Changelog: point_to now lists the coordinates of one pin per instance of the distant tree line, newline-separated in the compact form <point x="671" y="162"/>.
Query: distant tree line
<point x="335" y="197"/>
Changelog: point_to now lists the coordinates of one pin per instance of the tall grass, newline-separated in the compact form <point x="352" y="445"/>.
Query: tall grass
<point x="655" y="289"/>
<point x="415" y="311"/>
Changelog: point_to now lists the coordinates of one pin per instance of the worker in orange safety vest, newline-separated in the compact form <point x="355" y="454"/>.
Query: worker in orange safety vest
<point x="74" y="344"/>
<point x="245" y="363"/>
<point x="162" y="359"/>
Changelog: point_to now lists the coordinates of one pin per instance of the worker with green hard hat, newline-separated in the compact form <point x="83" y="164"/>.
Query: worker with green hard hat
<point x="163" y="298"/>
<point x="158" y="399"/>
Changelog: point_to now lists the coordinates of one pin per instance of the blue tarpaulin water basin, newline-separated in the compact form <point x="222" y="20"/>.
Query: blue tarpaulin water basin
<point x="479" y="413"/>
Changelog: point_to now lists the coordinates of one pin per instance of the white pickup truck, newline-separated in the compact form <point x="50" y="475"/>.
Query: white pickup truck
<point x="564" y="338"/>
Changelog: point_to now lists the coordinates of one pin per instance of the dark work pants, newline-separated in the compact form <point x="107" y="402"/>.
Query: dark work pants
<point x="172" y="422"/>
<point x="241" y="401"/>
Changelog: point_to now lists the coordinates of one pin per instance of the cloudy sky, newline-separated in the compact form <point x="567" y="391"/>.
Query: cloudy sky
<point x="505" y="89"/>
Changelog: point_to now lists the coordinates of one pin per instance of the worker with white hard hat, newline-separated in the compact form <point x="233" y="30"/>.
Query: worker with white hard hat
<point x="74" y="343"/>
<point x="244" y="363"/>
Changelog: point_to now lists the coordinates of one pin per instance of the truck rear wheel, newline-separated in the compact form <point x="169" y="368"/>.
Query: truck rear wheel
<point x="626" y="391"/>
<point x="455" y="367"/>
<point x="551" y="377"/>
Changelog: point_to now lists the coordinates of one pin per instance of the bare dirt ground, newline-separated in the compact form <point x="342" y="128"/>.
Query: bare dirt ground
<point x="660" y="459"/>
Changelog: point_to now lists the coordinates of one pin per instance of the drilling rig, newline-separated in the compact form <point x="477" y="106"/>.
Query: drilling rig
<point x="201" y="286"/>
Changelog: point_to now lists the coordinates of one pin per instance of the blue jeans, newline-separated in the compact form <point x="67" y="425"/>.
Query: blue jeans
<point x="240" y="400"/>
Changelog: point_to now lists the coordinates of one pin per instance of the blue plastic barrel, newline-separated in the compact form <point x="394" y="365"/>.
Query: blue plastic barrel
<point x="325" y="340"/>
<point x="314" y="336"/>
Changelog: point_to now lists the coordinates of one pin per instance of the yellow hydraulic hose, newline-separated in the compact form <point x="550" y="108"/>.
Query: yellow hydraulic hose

Exercise objective
Display each line of the data where "yellow" occurs.

Reply to the exercise
Changelog: point_to now lists the coordinates of one pin per instance of the yellow hydraulic hose, newline-separated in the compact form <point x="550" y="108"/>.
Query: yellow hydraulic hose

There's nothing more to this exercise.